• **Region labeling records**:
_ _ _
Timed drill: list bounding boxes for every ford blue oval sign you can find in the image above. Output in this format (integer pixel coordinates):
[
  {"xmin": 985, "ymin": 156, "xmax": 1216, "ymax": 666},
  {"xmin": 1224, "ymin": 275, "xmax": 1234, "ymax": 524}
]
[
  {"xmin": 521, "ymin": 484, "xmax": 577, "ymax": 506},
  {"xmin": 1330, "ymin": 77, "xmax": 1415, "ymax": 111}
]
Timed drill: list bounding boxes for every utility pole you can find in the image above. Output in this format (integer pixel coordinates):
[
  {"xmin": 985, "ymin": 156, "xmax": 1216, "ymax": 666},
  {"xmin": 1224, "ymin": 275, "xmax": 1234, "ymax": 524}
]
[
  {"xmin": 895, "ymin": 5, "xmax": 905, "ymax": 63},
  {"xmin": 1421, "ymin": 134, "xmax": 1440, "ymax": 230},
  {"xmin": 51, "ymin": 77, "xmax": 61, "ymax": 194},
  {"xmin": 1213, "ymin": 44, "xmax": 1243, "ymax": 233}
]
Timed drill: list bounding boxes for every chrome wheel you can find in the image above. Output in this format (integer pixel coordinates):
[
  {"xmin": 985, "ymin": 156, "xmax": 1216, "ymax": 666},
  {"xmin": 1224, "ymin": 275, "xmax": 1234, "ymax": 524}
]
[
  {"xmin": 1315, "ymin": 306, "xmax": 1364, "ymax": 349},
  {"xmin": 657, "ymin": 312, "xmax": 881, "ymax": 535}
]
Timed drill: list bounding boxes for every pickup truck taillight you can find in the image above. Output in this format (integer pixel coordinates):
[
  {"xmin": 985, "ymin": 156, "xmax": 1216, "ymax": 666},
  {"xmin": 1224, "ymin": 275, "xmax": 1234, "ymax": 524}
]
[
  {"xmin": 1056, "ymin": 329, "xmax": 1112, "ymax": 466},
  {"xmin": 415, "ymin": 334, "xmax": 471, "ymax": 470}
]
_ _ _
• **Task to carry out**:
Recast the lines above as a JSON list of strings, one string per line, leaving out blank lines.

• **Solution to the exercise**:
[
  "Timed drill: list bounding boxes for every ford blue oval sign you can find in the image above. Output in this format (integer pixel coordinates):",
  "[",
  "  {\"xmin\": 985, \"ymin\": 156, \"xmax\": 1216, \"ymax\": 666},",
  "  {\"xmin\": 1224, \"ymin\": 275, \"xmax\": 1234, \"ymax\": 524}",
  "]",
  "[",
  "  {\"xmin\": 521, \"ymin\": 484, \"xmax\": 577, \"ymax\": 506},",
  "  {\"xmin\": 1330, \"ymin\": 77, \"xmax\": 1415, \"ymax\": 111}",
  "]",
  "Timed drill: list bounding boxes for every utility pole you can find in the image above. Output in this format (integer pixel coordinates):",
  "[",
  "  {\"xmin\": 985, \"ymin\": 156, \"xmax\": 1216, \"ymax\": 666},",
  "  {\"xmin\": 1224, \"ymin\": 275, \"xmax\": 1234, \"ymax\": 524}",
  "]",
  "[",
  "  {\"xmin\": 895, \"ymin\": 5, \"xmax\": 905, \"ymax\": 63},",
  "  {\"xmin\": 1421, \"ymin\": 134, \"xmax\": 1440, \"ymax\": 230},",
  "  {\"xmin\": 51, \"ymin\": 77, \"xmax\": 61, \"ymax\": 194},",
  "  {\"xmin\": 1213, \"ymin\": 44, \"xmax\": 1243, \"ymax\": 233}",
  "]",
  "Timed drill: list bounding boxes for every chrome wheel you can find in the image above. Output in this format (integer pixel coordinates):",
  "[",
  "  {\"xmin\": 985, \"ymin\": 156, \"xmax\": 1216, \"ymax\": 666},",
  "  {\"xmin\": 1224, \"ymin\": 275, \"xmax\": 1234, \"ymax\": 524}",
  "]",
  "[",
  "  {\"xmin\": 1315, \"ymin\": 306, \"xmax\": 1364, \"ymax\": 349},",
  "  {\"xmin\": 657, \"ymin\": 312, \"xmax\": 881, \"ymax\": 535}",
  "]",
  "Timed drill: list bounding boxes for every pickup truck taillight you can find in the image above. Output in this format (integer pixel coordinates):",
  "[",
  "  {\"xmin\": 985, \"ymin\": 156, \"xmax\": 1216, \"ymax\": 666},",
  "  {\"xmin\": 1224, \"ymin\": 275, \"xmax\": 1234, \"ymax\": 524}",
  "]",
  "[",
  "  {\"xmin\": 1056, \"ymin\": 329, \"xmax\": 1112, \"ymax\": 466},",
  "  {\"xmin\": 415, \"ymin\": 334, \"xmax\": 471, \"ymax\": 470}",
  "]"
]